- _CONSIGNE_
Écrivez la suite du texte sur la danse du lion à Belleville, en reprenant juste après sa dernière phrase.

- _TEXTE PROPOSÉ_
------------------------

32Sur les trottoirs de Belleville sont également organisés des rites propitiatoires en faveur des commerçants chinois, la coutume traditionnelle du cai qing (採青, littéralement « cueillir les verts »). Il s’agit d’une danse traditionnelle, censée apporter la fortune. Des danseurs, revêtus d’un costume de lion, doivent attraper des salades accrochées à une perche, tenue par le propriétaire du magasin, et écraser les oranges placées par terre devant sa porte. Les danseurs de Belleville, tous très jeunes, sont membres de l’association d’arts martiaux Wudang (Lion dance), qui s’entraîne toute l’année sur le parvis de la place Marcel Achard. La troupe exécute durant plusieurs jours la danse devant les magasins de Belleville ; elle est toujours entourée par un groupe de passants attirés par son aspect spectaculaire. Il s’agit la plupart du temps de personnes croisant par hasard la cérémonie, ignorant généralement sa signification. Il est malaisé d’obtenir des informations à son sujet, car les membres de la troupe semblent plus ennuyés que flattés par l’intérêt manifesté. Bien que public, cet espace rituel reste à l’intérieur d’une communauté fédérée autour de ses valeurs, symboles et codes non partagés à l’extérieur.

------------------------

- _DONNÉES FOURNIES_
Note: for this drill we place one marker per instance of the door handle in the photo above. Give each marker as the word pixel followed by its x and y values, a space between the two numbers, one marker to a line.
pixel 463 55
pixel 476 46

------------------------

- _RÉSULTAT FINAL_
Fig. 1. Lion dance, Belleville, 2016.
Photo Monica Caggiano
33A l’opposé, il y a l’hommage rendu au danseur congolais Mutshi Maye à l’occasion de ses obsèques au centre de danse Momboye à Ménilmontant en février 2016. Bien que cette cérémonie se soit déroulée dans un espace fermé, l’accès était public avec la création d’un vrai espace de partage. Cent personnes environ se sont rassemblées pour lui rendre hommage, surtout des membres de sa famille, amis et élèves venus de Paris et d’ailleurs, ainsi que des personnes qui ne le connaissaient pas du tout. Ensemble ils ont mangé, bu, chanté, joué et dansé à sa mémoire durant toute la nuit. Six congas et autres percussions ont donné le rythme aux danseurs qui ont alterné dans des chorégraphies improvisées auxquelles tout le monde pouvait participer. Cet événement, qui reflète le caractère public très marqué qu’ont les cérémonies familiales en Afrique, a créé un espace de partage où chacun a eu la possibilité de jouer un rôle actif.
34Dans ce quartier, il existe des lieux de musique (cafés ou restaurants) avec une connotation ethnique marquée. Cependant, même si ces lieux expriment des identités spécifiques, ils ne représentent pas des espaces de séparation, mais plutôt d’inter-influences, dans lesquels diverses cultures se rencontrent, se découvrent et apprennent à se connaître.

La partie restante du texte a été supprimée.